# Excerpt to read
--- BEGIN ---
I move:—
Go ndeontar suim ná raghaidh thar £410,585 chun slánuithe na suime is gá chun íoctha an Mhuirir a thiocfaidh chun bheith iníoctha i rith na bliana dar críoch an 31adh lá de Mhárta, 1935, chun Tuarastail agus Costaisí Oifig an Aire Talmhaíochta agus seirbhísí áirithe atá fé riaradh na hOifige sin, maraon le hIldeontaisí-i-gCabhair.
That a sum not exceeding £410,585 be granted to complete the sum necessary to defray the Charge which will come in course of payment during the year ending on the 31st day of March, 1935, for the Salaries and Expenses of the Office of the Minister for Agriculture and of certain services administered by that Office, including sundry Grants-in-Aid.
The gross total less Appropriations in Aid, for the year 1934-35 amounts to £615,885 as compared with £488,889 for the year 1933-34, which means a net increase of £126,996. There are three rather large items of increase on the Vote this year which I would like to mention. The first one is the Wheat Subsidy which amounts to £70,007, the second is the Oats Purchase scheme which amounts to £90,000, and the third is in connection with the improvement of the Creamery Industry which amounts to £23,885. Those three items make an increase of £183,000 odd which more than accounts for the net increase I have already mentioned of £126,000. There is only one big item of decrease, £10,300 under the heading of Loans for Agricultural Purposes. The principal reason for the reduction in these loans is the fact that since the Credit Corporation reduced their limit the Department of Agriculture have reduced their top limit from £50 to £30. In other words, loans which the farmers might require ranging between £30 and £50, which hitherto were considered by the Department, are now not considered by the Department but referred to the Credit Corporation for reconsideration. There are certain new sub-heads since last year. There is only one new sub-head appearing in the Estimate in addition to the sum that appeared during the year on Supplementary Estimates. It is a new sub-head, Special Agricultural Schemes in Congested Areas in North-West Cavan. That means that these certain areas in North-West Cavan are brought under the congested district schemes. The Department of Agriculture will pay for these schemes half the cost in addition to providing the expenses of an agricultural overseer.
--- END ---
# Records shown
--- BEGIN ---
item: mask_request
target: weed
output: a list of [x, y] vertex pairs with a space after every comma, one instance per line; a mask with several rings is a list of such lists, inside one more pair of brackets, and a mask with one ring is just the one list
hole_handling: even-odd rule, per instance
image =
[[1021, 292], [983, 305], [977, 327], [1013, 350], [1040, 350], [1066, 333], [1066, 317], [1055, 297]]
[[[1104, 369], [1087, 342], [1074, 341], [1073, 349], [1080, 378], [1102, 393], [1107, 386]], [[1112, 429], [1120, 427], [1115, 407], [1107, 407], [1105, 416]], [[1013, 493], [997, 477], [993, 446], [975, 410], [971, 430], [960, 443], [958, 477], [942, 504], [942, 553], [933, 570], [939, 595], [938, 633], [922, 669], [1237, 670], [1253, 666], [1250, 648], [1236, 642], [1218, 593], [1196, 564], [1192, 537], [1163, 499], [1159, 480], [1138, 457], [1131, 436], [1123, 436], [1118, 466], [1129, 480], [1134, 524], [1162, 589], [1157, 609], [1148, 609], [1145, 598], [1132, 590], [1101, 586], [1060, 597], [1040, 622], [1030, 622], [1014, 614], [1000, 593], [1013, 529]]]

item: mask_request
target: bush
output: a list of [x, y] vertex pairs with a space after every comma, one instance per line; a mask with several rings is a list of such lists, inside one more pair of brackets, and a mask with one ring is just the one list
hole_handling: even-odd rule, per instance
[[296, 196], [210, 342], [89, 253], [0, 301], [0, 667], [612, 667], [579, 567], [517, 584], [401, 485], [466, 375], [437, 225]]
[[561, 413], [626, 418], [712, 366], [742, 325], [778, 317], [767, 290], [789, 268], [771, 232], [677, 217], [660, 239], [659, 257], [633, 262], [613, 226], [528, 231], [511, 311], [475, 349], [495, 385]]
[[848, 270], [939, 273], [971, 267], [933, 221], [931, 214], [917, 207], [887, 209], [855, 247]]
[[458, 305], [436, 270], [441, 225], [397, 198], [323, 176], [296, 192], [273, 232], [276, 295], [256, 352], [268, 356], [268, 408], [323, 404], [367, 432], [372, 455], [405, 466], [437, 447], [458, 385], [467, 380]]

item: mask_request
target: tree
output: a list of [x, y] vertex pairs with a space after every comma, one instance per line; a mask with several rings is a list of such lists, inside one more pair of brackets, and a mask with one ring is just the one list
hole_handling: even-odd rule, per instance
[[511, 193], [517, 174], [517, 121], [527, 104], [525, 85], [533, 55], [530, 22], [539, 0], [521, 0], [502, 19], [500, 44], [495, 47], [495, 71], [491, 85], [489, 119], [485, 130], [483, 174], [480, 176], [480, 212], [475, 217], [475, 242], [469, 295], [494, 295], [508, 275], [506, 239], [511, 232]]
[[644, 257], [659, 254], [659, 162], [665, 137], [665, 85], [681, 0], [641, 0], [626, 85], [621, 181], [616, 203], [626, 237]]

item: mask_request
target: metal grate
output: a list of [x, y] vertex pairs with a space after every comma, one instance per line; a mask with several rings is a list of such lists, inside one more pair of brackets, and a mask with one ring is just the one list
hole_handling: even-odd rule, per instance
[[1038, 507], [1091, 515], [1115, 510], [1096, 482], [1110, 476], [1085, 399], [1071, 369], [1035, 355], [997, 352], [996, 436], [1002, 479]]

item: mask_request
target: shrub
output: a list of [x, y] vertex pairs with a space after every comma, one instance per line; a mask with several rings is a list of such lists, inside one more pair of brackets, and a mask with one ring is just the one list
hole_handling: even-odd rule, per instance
--- END ---
# Tasks to carry out
1/ From the agriculture estimate text, write out the passage starting with "That a sum not" and going on through "including sundry Grants-in-Aid.".
2/ Say whether each statement agrees with the agriculture estimate text, answering yes or no and quoting the deciding words: (a) The Wheat Subsidy amounts to £70,007. (b) The Department of Agriculture raised its top loan limit from £30 to £50. (c) The Department of Agriculture will pay the full cost of the schemes in North-West Cavan.
3/ According to the agriculture estimate text, what is the only big item of decrease on the Vote, and how much is it?

# The responses
1/
That a sum not exceeding £410,585 be granted to complete the sum necessary to defray the Charge which will come in course of payment during the year ending on the 31st day of March, 1935, for the Salaries and Expenses of the Office of the Minister for Agriculture and of certain services administered by that Office, including sundry Grants-in-Aid.

2/
(a) Yes: "The first one is the Wheat Subsidy which amounts to £70,007"
(b) No: "the Department of Agriculture have reduced their top limit from £50 to £30"
(c) No: "The Department of Agriculture will pay for these schemes half the cost"

3/ Loans for Agricultural Purposes, a decrease of £10,300.